Exercise input:
··········

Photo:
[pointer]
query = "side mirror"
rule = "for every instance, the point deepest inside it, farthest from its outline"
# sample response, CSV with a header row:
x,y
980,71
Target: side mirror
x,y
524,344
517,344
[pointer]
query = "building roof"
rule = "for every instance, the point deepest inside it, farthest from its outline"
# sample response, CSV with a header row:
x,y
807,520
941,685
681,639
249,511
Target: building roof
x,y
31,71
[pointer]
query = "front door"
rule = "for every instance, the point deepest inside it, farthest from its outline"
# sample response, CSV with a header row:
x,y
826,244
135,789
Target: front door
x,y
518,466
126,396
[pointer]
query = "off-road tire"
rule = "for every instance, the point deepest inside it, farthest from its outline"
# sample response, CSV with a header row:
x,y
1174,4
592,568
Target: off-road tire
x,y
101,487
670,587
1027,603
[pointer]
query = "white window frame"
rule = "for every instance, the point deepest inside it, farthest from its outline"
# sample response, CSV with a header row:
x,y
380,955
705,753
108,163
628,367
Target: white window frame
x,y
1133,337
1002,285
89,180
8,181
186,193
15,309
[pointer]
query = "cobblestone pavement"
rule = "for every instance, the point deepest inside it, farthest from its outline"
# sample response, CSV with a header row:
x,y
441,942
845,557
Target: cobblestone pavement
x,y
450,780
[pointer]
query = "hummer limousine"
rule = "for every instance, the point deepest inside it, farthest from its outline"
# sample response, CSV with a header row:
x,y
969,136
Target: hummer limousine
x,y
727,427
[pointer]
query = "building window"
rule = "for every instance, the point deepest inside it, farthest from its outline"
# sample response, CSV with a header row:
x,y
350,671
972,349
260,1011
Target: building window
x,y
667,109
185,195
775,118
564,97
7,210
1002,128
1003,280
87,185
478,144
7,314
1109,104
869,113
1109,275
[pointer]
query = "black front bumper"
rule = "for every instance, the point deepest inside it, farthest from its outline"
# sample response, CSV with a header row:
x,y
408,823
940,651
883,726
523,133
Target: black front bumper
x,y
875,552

··········

What to produce:
Restate each entry word for word.

Answer for this exercise:
Photo:
[pointer]
query = "side mirror"
rule = "for every instance, the point deepest inside it, farthest from its outline"
# sample response, CSV with a header row:
x,y
980,71
Target: side mirror
x,y
524,344
517,344
[pointer]
query = "building roof"
rule = "for every instance, the point deepest inside it, farthest from its outline"
# sample response, CSV with a header row:
x,y
807,520
941,685
681,639
249,511
Target: building roof
x,y
31,71
[pointer]
query = "front door"
rule = "for every instance, the point deepest inside it, farthest from its outline"
# sample response, CSV with a header row:
x,y
826,244
135,789
Target: front door
x,y
518,466
126,396
[pointer]
query = "off-road tire"
rule = "for every instance, the point deepest inside it, farthest from its outline"
# sample response, CSV with a header row:
x,y
1174,4
592,568
Target: off-road tire
x,y
101,487
670,587
1027,603
[pointer]
query = "white window frame"
rule = "for every instance, the point deepest inside it, farthest from its outline"
# sample response, CSV with a header row:
x,y
380,955
705,753
108,163
628,367
Target: white window frame
x,y
1133,337
1002,285
89,180
8,181
186,193
15,309
[pointer]
query = "cobblestone pavement"
rule = "for every instance, the point deepest inside it, farthest from its outline"
# sample response, CSV with a header row:
x,y
441,942
845,557
Target: cobblestone pavement
x,y
450,780
[pointer]
query = "hummer limousine"
rule = "for every instance, the point deepest inside it, farthest from its outline"
# sample response, CSV with a header row:
x,y
969,136
Target: hummer limousine
x,y
727,427
[pointer]
query = "building window"
rule = "for every instance, the point deepest inside it, farthest from its outline"
# sample response, CSV with a header row:
x,y
350,671
972,349
260,1011
Target: building window
x,y
667,109
185,195
775,118
564,97
7,210
1002,128
1003,280
87,185
478,144
7,314
1109,104
869,113
1109,275
[pointer]
query = "black front bumper"
rule = "for every instance, the point deepest inside it, farthest from its outline"
# sample response, CSV with a header row:
x,y
408,823
940,651
883,726
523,133
Target: black front bumper
x,y
875,552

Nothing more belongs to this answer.